:: Material shown ::

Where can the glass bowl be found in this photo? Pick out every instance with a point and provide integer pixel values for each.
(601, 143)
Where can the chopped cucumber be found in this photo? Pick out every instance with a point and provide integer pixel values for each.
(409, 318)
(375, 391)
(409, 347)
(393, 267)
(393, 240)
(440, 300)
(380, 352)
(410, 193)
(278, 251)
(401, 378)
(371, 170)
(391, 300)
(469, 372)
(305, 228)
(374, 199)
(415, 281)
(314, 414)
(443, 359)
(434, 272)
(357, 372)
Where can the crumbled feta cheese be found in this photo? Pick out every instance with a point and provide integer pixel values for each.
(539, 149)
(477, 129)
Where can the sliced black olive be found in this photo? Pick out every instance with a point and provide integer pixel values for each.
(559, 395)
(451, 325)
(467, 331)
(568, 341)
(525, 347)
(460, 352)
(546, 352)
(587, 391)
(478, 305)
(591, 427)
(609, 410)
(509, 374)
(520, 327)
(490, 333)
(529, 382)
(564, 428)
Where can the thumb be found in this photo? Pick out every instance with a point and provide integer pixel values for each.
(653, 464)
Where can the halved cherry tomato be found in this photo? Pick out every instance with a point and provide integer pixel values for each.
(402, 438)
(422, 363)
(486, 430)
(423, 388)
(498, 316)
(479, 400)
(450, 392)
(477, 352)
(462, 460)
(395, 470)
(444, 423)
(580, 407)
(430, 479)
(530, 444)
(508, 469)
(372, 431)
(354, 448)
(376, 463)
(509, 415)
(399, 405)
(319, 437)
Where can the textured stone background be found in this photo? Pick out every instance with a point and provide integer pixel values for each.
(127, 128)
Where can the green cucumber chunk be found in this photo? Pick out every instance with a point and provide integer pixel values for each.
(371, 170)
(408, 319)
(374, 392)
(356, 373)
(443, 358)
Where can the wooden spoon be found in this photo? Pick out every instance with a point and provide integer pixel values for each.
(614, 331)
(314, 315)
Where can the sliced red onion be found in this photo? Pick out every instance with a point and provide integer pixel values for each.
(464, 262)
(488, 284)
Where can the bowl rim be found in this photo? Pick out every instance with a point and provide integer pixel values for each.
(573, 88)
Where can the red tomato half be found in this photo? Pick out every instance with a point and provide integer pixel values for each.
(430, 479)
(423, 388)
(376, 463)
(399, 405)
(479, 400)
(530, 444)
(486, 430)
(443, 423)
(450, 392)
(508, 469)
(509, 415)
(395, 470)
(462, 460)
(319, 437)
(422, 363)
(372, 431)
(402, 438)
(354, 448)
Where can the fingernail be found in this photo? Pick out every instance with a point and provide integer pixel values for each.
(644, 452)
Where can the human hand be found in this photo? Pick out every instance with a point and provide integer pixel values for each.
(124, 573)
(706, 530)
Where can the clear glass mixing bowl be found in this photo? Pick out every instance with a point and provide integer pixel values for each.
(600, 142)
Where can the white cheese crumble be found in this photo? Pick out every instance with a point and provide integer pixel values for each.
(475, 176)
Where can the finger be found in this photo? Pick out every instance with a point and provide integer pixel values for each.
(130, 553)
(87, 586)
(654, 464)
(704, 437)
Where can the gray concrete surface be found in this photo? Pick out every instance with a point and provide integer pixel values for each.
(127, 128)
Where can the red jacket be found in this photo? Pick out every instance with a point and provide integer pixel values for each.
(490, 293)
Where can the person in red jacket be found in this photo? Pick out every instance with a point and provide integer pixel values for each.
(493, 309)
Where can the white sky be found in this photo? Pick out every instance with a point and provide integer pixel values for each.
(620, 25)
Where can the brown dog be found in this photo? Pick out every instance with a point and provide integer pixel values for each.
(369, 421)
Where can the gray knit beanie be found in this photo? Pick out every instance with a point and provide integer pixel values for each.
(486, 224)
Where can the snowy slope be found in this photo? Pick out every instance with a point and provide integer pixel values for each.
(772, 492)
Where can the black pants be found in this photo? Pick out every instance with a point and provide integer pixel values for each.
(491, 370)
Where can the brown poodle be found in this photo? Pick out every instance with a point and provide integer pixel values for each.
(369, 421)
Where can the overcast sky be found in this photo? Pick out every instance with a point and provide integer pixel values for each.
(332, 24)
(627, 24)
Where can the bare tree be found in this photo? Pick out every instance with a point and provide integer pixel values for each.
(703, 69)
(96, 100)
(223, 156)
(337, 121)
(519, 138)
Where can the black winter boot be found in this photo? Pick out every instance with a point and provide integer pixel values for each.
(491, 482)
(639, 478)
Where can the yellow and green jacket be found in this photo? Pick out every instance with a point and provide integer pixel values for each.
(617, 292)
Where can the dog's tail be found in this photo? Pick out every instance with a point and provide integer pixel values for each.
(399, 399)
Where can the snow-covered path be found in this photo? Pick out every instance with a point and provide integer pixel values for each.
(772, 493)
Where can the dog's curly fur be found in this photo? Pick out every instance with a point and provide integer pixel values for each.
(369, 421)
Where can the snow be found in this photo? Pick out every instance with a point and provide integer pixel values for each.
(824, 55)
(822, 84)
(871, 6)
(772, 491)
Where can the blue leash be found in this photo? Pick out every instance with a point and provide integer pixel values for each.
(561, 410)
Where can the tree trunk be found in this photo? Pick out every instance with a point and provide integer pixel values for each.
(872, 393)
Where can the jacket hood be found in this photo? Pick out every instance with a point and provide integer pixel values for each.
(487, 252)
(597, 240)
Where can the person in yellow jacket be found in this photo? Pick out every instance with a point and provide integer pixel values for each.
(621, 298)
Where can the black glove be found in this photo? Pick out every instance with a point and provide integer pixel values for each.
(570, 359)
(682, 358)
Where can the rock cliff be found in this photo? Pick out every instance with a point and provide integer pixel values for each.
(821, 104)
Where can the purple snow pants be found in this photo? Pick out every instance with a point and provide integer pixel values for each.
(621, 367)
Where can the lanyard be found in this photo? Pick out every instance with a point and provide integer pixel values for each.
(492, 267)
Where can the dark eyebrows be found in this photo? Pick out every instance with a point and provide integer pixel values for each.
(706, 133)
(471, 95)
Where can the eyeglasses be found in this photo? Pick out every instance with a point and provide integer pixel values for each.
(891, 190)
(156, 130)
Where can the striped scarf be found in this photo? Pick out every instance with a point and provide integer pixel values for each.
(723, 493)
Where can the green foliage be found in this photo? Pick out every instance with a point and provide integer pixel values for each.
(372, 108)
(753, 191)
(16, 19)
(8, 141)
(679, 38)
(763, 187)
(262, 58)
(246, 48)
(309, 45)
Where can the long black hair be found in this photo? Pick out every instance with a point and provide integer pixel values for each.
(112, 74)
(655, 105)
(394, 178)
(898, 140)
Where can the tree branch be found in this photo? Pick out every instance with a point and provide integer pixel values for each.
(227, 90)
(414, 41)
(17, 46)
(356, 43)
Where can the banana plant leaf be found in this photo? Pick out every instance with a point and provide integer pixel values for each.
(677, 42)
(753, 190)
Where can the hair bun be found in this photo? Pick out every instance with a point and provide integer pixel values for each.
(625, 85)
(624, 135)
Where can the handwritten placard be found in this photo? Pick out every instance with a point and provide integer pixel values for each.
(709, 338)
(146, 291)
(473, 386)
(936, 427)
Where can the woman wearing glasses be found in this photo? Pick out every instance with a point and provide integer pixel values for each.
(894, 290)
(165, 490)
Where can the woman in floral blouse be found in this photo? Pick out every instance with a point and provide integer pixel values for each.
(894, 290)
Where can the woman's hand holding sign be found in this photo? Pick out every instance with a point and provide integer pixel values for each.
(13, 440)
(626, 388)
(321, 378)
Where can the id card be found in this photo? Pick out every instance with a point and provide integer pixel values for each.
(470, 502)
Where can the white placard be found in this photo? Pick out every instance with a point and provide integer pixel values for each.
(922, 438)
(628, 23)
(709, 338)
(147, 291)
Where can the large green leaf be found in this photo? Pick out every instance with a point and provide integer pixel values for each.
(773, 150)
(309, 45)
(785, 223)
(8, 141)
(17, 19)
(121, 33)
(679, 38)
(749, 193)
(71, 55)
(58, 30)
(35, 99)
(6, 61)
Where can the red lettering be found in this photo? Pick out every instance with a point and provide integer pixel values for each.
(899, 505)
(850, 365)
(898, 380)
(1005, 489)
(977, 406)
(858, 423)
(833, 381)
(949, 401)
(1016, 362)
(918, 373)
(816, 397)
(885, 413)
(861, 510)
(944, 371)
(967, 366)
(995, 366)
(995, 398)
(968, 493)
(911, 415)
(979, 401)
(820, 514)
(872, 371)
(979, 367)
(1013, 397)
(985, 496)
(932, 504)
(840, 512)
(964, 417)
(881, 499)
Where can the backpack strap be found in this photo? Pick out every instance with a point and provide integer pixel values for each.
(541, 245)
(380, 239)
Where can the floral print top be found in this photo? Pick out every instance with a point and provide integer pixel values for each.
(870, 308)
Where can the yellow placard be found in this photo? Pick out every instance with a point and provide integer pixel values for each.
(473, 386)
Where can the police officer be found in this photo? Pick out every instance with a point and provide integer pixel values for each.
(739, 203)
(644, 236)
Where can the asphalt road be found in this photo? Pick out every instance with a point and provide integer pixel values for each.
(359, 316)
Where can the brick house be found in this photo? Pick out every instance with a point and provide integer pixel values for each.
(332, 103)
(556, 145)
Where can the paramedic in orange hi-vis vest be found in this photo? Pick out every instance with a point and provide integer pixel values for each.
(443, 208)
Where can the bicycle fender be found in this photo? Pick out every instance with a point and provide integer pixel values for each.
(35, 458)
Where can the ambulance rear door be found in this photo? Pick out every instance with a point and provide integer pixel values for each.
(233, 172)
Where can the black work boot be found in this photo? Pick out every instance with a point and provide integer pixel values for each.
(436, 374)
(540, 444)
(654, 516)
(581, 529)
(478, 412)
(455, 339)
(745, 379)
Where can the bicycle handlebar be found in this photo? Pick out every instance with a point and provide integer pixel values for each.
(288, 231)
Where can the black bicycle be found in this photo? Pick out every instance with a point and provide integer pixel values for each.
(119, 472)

:::

Short exercise | Restate the final lines of the listing above word for word, beginning at the line that contains "Where can the bicycle fender".

Reply to the exercise |
Where can the bicycle fender be found in this photo? Pick out every instance with a point and provide integer pixel values for each.
(35, 458)
Where can the ambulance rear door be found in this photo? Pick out every instance with a point and provide integer pixel values for each.
(233, 172)
Where can the black work boot be found in this photo? Pick out every instance with a point and provide integer pixel values for each.
(436, 374)
(540, 444)
(654, 516)
(581, 529)
(478, 412)
(455, 339)
(745, 379)
Where can the bicycle handlebar be found in this photo? Pick out every instance with a point and provide integer pixel values for each.
(288, 231)
Where can the black bicycle be found in this photo? Pick out every instance with a point and provide integer pixel values for each.
(119, 472)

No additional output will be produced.